• Exercise aim
Repeat word for word the part of the passage on Carles Fages de Climent below that opens with the words containing "Fages de Climent contributed" and closes with "of the world).".

Carles Fages de Climent (1902 in Figueres - 1968) was a writer, poet and journalist from the Empordà, a historical region of Catalonia, Spain. He was born in Figueres on May 16, 1902. In Figueres' high school, he met Salvador Dalí, starting a friendship that would last all their lives.

Fages de Climent contributed to the literary mythification of his native region, taking the Empordà, the northern wind, the tramuntana and its people as a thematic basis of a multiple literary production (poetry, prose, theater and journalism). Thus, he created literary characters like the Cobbler of Ordis – comparable, according to Eugenio d'Ors to Don Quixote of Cervantes. He also contributed in a decisive way to conferring determinate attributions to certain villages of the Empordà like (Llers, land of witches; or Vila-sacra, capital of the world).

• Provided material

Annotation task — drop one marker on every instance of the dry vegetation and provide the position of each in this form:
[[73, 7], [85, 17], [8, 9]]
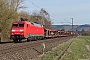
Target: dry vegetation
[[9, 13]]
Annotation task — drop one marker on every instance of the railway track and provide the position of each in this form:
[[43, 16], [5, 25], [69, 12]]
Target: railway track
[[35, 46]]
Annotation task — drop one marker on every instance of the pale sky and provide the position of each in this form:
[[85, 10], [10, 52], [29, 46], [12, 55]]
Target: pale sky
[[62, 10]]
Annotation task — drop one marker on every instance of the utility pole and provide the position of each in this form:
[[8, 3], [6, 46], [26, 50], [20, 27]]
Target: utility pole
[[72, 24]]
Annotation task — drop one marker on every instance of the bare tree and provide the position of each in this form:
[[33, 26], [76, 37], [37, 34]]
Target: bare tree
[[15, 4]]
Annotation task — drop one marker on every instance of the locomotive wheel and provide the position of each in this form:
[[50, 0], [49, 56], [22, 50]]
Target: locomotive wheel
[[15, 41]]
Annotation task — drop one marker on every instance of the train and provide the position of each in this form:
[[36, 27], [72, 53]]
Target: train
[[29, 30]]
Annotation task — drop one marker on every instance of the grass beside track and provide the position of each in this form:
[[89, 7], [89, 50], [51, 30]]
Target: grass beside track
[[78, 50]]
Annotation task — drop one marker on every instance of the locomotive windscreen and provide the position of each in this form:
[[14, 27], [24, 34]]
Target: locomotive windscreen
[[18, 25]]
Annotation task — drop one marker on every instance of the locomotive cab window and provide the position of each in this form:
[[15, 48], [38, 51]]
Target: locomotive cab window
[[18, 25], [21, 25], [27, 25], [15, 25]]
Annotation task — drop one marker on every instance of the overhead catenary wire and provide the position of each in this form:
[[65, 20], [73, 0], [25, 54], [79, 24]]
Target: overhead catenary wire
[[41, 8]]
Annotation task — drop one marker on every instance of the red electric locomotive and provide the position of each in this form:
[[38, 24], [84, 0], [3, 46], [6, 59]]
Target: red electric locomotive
[[24, 30]]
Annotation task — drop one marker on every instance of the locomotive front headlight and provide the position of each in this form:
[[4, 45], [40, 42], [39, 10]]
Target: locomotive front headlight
[[21, 30], [13, 30]]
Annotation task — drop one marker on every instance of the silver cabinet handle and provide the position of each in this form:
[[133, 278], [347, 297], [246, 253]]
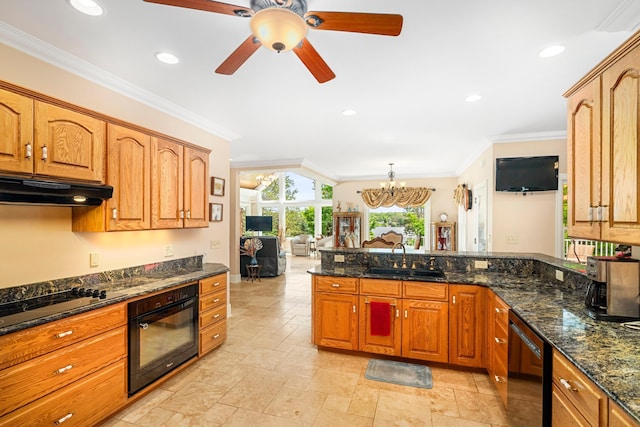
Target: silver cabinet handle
[[62, 370], [568, 385], [63, 419]]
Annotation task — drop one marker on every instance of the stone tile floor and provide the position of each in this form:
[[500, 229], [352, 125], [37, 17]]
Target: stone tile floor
[[269, 374]]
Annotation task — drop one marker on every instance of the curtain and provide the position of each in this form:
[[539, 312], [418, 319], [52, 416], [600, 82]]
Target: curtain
[[402, 197]]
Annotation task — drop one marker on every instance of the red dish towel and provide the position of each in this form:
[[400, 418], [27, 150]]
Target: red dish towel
[[380, 318]]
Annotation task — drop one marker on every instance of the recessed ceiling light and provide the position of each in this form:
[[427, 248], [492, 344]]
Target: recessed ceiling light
[[167, 58], [88, 7], [551, 51]]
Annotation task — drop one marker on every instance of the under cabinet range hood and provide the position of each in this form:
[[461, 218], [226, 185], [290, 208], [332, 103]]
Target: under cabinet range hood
[[56, 193]]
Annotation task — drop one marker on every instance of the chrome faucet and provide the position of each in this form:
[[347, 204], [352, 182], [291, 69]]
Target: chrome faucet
[[404, 255]]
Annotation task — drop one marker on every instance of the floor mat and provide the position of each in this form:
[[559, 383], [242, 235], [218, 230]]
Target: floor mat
[[401, 373]]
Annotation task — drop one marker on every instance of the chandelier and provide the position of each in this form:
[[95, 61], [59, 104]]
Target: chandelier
[[389, 194]]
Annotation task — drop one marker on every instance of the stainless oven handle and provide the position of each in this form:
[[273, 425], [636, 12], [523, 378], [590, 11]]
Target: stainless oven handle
[[534, 348]]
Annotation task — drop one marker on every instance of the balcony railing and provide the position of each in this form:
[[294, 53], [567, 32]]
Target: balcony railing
[[577, 250]]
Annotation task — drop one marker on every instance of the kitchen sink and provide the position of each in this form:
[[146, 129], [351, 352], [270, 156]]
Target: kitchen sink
[[391, 271]]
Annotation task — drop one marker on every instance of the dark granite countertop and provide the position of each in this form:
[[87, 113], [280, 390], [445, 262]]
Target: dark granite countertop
[[608, 353], [127, 288]]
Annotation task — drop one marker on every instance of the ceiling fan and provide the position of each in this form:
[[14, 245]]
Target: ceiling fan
[[281, 25]]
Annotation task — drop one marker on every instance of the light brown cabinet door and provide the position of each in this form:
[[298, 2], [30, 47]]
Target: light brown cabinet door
[[620, 138], [382, 344], [16, 133], [425, 330], [129, 172], [68, 144], [196, 188], [167, 183], [466, 325], [584, 162], [335, 319]]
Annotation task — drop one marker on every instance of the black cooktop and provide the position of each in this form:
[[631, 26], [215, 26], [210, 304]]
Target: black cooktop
[[50, 304]]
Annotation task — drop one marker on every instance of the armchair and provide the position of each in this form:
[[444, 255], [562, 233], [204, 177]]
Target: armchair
[[300, 245]]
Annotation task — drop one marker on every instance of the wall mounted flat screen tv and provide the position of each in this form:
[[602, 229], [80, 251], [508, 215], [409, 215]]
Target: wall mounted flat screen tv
[[525, 174], [259, 223]]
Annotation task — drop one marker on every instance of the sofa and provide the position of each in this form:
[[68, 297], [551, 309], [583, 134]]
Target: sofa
[[270, 257]]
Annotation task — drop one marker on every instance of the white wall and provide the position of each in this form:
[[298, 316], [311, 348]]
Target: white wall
[[37, 242], [530, 220]]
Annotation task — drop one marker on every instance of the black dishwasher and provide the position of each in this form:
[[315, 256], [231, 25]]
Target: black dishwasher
[[529, 379]]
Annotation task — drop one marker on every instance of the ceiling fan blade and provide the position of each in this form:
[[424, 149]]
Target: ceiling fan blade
[[208, 6], [314, 63], [239, 56], [369, 23]]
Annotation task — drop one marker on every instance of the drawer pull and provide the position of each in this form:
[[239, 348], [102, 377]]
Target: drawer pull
[[62, 370], [63, 419], [568, 385]]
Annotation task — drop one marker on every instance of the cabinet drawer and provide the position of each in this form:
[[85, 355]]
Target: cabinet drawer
[[391, 288], [30, 380], [216, 299], [83, 403], [501, 312], [578, 389], [24, 345], [336, 284], [212, 316], [426, 290], [213, 336], [213, 284]]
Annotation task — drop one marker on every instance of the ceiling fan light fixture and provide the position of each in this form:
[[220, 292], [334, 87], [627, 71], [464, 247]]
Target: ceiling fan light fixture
[[278, 29]]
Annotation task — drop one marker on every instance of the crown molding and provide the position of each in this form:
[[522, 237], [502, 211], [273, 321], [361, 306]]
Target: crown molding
[[52, 55]]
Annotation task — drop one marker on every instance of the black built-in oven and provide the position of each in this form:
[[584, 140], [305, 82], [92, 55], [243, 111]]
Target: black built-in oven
[[529, 378], [163, 334]]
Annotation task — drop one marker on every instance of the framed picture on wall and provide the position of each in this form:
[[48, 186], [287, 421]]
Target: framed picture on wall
[[217, 186], [215, 212]]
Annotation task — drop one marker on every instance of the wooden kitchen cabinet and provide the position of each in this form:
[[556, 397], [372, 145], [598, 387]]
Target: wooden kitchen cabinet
[[129, 172], [335, 312], [212, 317], [497, 343], [73, 370], [466, 325], [576, 400], [604, 176], [16, 137], [68, 144], [179, 186]]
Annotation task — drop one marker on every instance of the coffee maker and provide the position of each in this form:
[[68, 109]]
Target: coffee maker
[[614, 291]]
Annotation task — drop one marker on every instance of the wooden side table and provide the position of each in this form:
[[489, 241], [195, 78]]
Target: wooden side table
[[253, 271]]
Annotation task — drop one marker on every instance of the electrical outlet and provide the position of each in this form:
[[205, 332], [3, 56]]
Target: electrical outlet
[[94, 260], [481, 264], [168, 250]]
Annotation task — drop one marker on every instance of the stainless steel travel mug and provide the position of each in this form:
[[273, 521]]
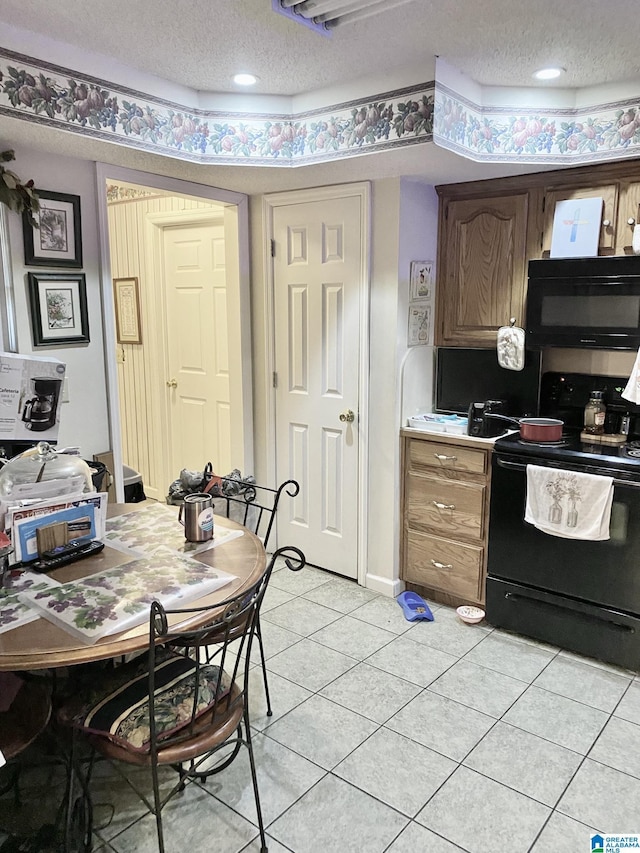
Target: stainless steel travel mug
[[198, 517]]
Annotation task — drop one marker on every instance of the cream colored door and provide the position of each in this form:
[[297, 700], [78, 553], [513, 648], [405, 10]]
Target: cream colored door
[[197, 380], [318, 276]]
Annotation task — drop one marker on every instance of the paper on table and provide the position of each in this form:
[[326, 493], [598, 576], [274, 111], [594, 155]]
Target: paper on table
[[156, 526], [119, 599], [13, 611]]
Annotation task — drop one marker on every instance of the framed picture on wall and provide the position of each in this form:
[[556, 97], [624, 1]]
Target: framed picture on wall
[[57, 242], [58, 303]]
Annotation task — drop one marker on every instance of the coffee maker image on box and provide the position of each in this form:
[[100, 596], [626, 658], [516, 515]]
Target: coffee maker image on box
[[40, 411]]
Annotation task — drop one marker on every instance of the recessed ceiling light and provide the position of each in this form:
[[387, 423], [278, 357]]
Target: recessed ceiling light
[[245, 79], [548, 73]]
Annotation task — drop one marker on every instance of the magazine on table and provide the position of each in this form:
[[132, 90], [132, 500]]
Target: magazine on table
[[120, 598], [24, 521]]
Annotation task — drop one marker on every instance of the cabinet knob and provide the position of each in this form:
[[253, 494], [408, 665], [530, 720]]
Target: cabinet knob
[[443, 506], [441, 565]]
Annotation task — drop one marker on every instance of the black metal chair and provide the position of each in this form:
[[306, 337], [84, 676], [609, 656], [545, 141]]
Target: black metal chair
[[255, 507], [171, 708]]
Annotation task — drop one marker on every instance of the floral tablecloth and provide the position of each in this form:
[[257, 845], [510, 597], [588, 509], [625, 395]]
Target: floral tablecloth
[[161, 567]]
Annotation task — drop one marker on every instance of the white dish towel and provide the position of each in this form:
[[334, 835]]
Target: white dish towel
[[569, 504], [632, 388]]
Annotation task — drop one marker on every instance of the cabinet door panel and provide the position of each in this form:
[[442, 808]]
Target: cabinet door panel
[[484, 260], [628, 208], [608, 192], [445, 458], [451, 508], [450, 566]]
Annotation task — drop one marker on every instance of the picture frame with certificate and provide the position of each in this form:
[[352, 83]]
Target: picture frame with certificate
[[57, 241], [126, 296], [58, 303]]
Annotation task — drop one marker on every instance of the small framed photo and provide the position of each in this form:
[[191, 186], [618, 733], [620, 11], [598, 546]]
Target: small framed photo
[[57, 242], [421, 280], [127, 305], [58, 303]]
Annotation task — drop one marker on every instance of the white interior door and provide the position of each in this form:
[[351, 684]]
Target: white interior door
[[318, 277], [197, 381]]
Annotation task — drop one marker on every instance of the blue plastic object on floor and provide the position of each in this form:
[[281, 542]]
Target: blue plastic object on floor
[[414, 607]]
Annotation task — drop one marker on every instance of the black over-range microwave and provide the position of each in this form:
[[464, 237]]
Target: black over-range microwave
[[584, 302]]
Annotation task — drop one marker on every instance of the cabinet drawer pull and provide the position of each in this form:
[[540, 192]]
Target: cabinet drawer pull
[[443, 506], [441, 565]]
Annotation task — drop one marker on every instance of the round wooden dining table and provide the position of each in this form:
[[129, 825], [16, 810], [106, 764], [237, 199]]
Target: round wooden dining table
[[43, 645]]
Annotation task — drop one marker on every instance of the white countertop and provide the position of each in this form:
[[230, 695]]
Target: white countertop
[[452, 437]]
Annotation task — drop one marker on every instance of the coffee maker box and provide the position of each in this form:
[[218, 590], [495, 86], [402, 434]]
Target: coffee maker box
[[30, 397]]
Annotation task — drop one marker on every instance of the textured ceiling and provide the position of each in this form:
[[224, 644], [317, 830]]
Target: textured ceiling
[[201, 43]]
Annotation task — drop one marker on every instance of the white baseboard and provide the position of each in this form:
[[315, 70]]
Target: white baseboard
[[385, 586]]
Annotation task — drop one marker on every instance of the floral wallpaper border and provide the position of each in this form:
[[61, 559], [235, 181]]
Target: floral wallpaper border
[[33, 90], [510, 134]]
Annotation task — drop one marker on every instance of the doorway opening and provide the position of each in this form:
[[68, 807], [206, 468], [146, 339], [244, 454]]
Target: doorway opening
[[176, 303]]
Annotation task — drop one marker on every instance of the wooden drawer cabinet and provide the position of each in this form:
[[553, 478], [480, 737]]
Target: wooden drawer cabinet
[[445, 506], [443, 564], [426, 455], [454, 508]]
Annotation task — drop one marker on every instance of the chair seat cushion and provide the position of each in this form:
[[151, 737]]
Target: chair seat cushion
[[116, 704]]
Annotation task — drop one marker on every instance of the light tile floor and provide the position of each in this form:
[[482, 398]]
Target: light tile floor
[[395, 737]]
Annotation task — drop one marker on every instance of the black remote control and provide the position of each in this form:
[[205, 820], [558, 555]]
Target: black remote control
[[88, 549], [63, 550]]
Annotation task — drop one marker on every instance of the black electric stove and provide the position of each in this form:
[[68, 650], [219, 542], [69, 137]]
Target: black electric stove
[[581, 595], [564, 396]]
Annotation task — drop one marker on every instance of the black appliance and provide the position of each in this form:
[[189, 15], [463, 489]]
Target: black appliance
[[40, 411], [584, 302], [581, 595], [466, 375], [482, 426]]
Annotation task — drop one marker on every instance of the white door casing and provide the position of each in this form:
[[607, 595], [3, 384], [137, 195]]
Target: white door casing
[[237, 263], [201, 352], [320, 346], [197, 382]]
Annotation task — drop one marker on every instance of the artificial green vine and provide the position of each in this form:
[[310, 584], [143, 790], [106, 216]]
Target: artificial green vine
[[17, 196]]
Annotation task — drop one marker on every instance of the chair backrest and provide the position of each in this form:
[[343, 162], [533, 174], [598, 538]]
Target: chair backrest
[[186, 694], [252, 505]]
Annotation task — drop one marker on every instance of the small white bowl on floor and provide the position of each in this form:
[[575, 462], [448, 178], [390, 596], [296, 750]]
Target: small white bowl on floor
[[470, 615]]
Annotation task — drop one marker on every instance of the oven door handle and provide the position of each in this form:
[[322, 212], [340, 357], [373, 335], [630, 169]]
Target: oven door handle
[[519, 466], [551, 606], [516, 466]]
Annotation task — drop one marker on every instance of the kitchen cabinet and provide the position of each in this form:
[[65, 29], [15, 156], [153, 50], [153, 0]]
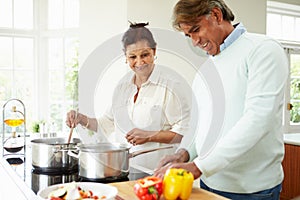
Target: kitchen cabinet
[[291, 167]]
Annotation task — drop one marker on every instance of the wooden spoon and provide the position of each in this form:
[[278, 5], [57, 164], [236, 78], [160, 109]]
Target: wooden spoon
[[71, 130]]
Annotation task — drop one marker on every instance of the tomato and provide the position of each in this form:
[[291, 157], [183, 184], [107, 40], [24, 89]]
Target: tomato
[[148, 188]]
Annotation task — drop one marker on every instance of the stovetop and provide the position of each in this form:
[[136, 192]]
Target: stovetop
[[37, 180]]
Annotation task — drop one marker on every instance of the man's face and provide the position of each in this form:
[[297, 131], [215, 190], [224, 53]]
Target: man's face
[[206, 33]]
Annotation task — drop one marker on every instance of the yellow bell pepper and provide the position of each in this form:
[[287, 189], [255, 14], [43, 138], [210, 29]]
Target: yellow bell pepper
[[177, 183]]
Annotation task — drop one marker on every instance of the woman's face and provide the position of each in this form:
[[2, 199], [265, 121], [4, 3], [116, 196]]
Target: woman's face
[[140, 58]]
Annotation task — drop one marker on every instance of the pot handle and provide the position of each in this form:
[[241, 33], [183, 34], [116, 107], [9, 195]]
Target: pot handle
[[74, 154], [136, 153], [61, 149]]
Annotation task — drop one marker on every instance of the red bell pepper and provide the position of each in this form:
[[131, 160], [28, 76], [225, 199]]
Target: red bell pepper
[[148, 188]]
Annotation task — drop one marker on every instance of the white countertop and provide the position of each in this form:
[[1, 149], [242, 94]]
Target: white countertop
[[292, 138], [12, 186]]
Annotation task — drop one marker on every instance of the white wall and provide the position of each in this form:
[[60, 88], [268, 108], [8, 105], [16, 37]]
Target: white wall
[[252, 13], [101, 20]]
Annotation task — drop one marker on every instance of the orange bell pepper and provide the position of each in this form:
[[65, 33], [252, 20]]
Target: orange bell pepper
[[177, 183]]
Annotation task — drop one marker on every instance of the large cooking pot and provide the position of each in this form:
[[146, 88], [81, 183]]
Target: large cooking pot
[[51, 154], [103, 160]]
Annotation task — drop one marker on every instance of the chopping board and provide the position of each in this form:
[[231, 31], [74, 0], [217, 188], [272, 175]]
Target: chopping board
[[125, 192]]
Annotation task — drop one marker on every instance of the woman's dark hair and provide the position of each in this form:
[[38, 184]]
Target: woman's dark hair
[[189, 11], [138, 32]]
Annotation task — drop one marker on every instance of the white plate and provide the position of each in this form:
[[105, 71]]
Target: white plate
[[98, 189]]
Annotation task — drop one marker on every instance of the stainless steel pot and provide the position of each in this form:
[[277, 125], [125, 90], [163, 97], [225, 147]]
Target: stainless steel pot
[[103, 160], [51, 154]]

• Answer to the exercise
Fages de Climent contributed to the literary mythification of his native region, taking the Empordà, the northern wind, the tramuntana and its people as a thematic basis of a multiple literary production (poetry, prose, theater and journalism). Thus, he created literary characters like the Cobbler of Ordis – comparable, according to Eugenio d'Ors to Don Quixote of Cervantes. He also contributed in a decisive way to conferring determinate attributions to certain villages of the Empordà like (Llers, land of witches; or Vila-sacra, capital of the world).